**Aim of the task**
Nothing other than the lines from the one containing "Pin each instance of the door" through the close of the entries below should be printed, each exactly.

**Dataset**
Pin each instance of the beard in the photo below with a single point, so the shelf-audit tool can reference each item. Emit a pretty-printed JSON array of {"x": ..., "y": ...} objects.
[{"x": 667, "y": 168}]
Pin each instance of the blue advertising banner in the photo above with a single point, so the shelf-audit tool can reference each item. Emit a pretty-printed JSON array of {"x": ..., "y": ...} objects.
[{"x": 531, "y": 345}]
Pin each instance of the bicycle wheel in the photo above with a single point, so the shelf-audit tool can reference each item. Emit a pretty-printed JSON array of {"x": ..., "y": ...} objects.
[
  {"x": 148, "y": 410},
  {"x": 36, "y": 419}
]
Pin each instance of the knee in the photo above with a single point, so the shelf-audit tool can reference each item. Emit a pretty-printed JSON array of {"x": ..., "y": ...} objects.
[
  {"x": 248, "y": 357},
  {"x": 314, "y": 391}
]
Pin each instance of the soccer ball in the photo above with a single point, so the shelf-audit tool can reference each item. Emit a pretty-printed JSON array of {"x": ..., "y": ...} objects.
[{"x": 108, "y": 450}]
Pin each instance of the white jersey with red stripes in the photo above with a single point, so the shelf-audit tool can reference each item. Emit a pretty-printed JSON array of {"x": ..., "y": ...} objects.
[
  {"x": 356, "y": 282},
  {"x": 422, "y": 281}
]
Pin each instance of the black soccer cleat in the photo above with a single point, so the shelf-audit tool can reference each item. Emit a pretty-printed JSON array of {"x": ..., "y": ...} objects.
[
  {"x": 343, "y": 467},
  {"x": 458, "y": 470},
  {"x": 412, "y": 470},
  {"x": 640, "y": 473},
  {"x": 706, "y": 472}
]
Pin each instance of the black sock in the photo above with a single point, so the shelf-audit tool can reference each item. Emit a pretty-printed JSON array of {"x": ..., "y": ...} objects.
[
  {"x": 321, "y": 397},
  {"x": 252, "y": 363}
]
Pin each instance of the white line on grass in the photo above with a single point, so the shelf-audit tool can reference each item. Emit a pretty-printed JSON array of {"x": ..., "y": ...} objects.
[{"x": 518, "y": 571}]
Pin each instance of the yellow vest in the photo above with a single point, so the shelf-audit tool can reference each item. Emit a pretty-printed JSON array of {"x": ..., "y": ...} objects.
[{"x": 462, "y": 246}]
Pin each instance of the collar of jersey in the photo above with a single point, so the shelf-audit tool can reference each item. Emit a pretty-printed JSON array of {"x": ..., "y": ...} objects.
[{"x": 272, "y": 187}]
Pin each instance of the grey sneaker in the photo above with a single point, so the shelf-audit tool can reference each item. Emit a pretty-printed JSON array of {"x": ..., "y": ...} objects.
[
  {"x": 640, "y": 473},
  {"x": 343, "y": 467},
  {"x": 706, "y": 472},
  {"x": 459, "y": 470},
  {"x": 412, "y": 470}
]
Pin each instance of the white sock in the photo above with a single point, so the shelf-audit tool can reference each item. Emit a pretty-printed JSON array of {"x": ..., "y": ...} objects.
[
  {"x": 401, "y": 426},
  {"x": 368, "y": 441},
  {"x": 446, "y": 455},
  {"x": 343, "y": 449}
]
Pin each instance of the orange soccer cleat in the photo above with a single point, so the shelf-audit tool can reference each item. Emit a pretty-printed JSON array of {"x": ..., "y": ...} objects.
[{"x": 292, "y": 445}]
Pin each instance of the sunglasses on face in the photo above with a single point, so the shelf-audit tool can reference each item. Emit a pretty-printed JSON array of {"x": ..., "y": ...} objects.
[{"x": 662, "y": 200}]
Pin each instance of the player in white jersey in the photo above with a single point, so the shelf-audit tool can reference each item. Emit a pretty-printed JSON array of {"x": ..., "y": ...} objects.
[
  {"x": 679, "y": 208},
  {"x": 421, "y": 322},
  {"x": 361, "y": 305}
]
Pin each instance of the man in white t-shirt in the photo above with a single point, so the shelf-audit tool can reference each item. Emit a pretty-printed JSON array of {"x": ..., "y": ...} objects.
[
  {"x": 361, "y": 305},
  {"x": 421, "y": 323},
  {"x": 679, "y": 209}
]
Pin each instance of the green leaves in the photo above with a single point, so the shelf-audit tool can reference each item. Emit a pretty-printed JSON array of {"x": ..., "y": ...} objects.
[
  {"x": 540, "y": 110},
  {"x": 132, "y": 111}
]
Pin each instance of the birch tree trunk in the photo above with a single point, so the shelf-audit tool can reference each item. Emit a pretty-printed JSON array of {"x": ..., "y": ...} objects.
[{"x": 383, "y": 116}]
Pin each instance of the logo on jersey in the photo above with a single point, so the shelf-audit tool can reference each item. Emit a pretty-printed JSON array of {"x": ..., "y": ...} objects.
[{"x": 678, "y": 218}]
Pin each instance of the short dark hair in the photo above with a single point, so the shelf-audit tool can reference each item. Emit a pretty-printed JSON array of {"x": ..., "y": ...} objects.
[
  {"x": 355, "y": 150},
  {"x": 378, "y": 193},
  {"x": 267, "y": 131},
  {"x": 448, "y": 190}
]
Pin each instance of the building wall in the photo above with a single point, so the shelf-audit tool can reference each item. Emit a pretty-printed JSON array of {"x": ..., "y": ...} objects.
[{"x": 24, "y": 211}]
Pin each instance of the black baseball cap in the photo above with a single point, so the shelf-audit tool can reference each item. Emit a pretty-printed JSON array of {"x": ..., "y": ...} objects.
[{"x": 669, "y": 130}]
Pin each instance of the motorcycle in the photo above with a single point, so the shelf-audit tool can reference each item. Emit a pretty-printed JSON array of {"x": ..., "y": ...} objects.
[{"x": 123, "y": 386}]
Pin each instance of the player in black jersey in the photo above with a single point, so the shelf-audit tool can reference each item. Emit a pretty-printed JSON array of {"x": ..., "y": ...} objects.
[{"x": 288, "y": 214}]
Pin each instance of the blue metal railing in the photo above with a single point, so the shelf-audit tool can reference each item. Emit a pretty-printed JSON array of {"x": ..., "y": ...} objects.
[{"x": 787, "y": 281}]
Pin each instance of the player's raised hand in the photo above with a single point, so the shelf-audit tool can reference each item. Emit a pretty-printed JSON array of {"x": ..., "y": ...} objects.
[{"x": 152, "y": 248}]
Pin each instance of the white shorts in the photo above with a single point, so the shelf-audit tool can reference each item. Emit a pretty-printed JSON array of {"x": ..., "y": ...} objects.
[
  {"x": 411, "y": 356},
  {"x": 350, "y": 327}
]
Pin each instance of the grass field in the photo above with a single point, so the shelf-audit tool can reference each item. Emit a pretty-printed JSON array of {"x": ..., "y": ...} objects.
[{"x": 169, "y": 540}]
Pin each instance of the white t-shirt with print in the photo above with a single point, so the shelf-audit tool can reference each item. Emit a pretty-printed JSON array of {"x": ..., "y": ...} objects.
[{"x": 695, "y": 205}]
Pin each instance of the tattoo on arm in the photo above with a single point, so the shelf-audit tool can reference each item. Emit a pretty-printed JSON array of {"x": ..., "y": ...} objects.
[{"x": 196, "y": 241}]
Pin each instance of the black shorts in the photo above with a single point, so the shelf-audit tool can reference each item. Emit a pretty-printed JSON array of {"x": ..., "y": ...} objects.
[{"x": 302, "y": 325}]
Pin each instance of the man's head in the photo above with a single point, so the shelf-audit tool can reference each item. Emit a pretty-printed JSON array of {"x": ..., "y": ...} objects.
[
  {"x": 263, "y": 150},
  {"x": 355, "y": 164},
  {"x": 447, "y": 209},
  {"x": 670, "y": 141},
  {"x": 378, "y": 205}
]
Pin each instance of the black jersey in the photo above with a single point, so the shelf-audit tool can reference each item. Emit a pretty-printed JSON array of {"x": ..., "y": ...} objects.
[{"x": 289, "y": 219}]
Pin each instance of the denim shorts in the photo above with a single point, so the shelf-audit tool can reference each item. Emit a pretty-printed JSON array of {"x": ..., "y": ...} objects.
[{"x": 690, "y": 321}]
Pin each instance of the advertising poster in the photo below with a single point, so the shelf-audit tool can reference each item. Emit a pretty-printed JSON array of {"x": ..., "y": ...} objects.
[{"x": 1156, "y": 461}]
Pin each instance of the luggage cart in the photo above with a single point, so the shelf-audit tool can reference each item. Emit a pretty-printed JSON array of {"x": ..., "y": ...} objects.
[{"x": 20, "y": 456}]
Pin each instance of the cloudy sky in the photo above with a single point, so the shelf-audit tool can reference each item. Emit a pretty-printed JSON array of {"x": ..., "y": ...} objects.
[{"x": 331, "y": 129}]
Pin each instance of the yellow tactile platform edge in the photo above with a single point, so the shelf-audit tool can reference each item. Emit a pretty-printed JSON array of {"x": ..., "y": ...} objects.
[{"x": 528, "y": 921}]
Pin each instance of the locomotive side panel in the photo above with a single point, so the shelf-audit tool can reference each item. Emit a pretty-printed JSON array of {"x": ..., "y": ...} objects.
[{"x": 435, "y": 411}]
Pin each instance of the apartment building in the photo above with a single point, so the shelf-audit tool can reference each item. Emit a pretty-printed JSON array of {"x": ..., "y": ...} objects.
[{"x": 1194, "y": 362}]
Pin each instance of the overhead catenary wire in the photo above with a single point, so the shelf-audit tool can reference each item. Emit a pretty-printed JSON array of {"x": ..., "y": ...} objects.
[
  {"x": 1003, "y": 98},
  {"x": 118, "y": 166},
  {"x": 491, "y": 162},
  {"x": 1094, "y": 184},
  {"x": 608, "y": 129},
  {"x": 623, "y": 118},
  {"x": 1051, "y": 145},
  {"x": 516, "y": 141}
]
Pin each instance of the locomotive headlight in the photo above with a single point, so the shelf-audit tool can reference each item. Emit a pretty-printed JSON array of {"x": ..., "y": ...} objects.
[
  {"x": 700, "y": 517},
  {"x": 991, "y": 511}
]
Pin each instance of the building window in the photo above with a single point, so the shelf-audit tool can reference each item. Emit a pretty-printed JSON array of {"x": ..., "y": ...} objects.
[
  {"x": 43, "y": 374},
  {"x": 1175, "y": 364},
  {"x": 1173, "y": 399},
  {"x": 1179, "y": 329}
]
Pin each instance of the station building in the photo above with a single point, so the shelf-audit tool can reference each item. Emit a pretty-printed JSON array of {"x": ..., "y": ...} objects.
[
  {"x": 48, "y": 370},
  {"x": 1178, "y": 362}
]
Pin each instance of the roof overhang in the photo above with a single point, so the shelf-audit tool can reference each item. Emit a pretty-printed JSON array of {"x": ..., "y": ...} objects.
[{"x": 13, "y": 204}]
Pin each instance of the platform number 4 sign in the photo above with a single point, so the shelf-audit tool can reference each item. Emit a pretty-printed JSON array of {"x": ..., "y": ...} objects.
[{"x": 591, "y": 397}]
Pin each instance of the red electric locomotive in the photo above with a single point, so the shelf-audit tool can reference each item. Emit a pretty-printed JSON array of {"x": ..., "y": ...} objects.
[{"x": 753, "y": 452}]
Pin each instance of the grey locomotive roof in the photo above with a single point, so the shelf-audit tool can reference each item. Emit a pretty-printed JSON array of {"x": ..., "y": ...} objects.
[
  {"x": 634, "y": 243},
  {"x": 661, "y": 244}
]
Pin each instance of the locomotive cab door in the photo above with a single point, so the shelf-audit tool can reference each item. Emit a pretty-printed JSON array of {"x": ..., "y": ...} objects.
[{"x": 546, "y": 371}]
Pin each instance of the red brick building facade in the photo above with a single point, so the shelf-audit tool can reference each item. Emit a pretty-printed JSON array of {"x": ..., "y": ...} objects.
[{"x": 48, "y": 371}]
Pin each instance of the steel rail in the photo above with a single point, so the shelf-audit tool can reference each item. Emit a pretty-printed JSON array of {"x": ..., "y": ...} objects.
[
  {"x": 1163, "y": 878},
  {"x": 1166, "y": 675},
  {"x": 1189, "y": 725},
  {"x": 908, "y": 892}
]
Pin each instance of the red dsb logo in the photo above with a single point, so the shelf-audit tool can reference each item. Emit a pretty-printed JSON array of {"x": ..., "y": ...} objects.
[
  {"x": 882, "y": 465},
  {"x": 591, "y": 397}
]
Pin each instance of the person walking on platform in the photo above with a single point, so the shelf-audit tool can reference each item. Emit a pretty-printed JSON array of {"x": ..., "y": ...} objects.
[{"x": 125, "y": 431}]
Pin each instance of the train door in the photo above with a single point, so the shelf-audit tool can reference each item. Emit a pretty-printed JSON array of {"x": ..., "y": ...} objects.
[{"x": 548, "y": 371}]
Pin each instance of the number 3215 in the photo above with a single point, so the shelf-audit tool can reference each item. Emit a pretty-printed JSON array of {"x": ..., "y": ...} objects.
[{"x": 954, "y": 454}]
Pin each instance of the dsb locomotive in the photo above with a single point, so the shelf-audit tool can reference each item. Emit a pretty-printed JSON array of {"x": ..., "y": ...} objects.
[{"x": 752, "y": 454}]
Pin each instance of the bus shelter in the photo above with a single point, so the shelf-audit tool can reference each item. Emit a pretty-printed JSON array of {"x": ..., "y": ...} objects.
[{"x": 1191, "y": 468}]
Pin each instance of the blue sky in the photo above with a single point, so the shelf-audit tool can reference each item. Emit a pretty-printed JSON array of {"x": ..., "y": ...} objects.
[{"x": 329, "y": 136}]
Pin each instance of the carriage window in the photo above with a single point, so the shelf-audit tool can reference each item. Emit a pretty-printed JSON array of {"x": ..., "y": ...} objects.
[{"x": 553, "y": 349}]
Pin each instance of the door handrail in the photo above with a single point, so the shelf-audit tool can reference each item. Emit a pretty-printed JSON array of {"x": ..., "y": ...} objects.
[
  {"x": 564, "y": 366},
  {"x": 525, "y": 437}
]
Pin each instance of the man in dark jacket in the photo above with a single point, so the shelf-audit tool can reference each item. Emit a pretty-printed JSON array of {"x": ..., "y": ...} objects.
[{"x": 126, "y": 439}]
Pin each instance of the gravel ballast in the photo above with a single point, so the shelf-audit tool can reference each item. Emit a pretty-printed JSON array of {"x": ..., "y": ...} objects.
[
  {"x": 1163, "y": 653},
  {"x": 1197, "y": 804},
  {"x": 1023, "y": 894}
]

**Response to the task**
Pin each instance of the door handrail in the photo above with a single point, so the shelf-audit tool can reference each item. Emit a pretty-printed JSON array of {"x": ..., "y": ...} objects.
[
  {"x": 564, "y": 366},
  {"x": 525, "y": 437}
]
Pin each instance of the man in dark jacket in the photo above with a single point, so the shelf-audit tool can reference each item. Emit a pretty-printed JSON array of {"x": ..., "y": ...} objects.
[{"x": 126, "y": 439}]
Pin each instance of the gravel ballast in the photo above with a single point, so the shelf-audit tool can reference each item. Emit a pretty-printed JSON array of {"x": ..., "y": ...} objects.
[
  {"x": 1163, "y": 653},
  {"x": 1197, "y": 804},
  {"x": 1023, "y": 894}
]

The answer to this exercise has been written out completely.